Alıntı =
Danıştay Kararı Vergi Dava Daireleri Kurulu 1995/433 E. 1997/293 K. 06.06.1997 T.

Vergi Dava Daireleri Kurulu         1995/433 E.  ,  1997/293 K.
T.C.
D A N I Ş T A Y
VERGİ DAVA DAİRELERİ KURULU
Esas No: 1995/433
Karar No: 1997/293

Temyiz Eden Taraflar: 1- … Anonim Şirketi
Vekili : …
2- … Vergi Dairesi Müdürlüğü

İstemin Özeti: Tuğla imalatı ve satışı yapan yükümlünün 1991 yılına ilişkin işlemlerinin imalat randımanı yönünden incelenmesi sonucunda düzenlenen inceleme raporu ile bir kısım tuğla satış hasılatının kayıt ve beyan dışı bırakıldığının saptanması üzerine adına Mart 1991 dönemi için resen kaçakçılık cezalı katma değer vergisi salınmıştır.
Tarhiyata karşı açılan davayı inceleyen … Vergi Mahkemesi; Kuruma ait işyerinde bilirkişi tarafından yapılan fiili üretim ve inceleme raporunu dikkate alarak davayı vergi aslı yönünden reddetmiş, kaçakçılık cezasını ise kusura çevirerek tarhiyatı değişiklikle onamıştır.

Görev Malzemesi =
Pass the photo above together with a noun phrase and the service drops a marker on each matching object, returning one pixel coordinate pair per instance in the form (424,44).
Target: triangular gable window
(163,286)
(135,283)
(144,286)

Amaç 1 =
Danıştay kararına göre Vergi Mahkemesinin davaya ilişkin verdiği hükümleri madde madde yaz.
Amaç 2 =
Kayıtların tamamını, her kayıt için bir satır olacak şekilde, iki sütunlu bir CSV olarak yeniden yaz. "girdi" sütununa metni, "çıktı" sütununa yanıtı koy. Her alanı tırnak içine al ve satır sonlarını boşluğa çevir.

Görev Çıktısı 1 =
- Davayı vergi aslı yönünden reddetmiştir.
- Kaçakçılık cezasını kusura çevirmiştir.
- Tarhiyatı değişiklikle onamıştır.

Görev Çıktısı 2 =
girdi,çıktı
"Pass the photo above together with a noun phrase and the service drops a marker on each matching object, returning one pixel coordinate pair per instance in the form (424,44). Target: triangular gable window","(163,286) (135,283) (144,286)"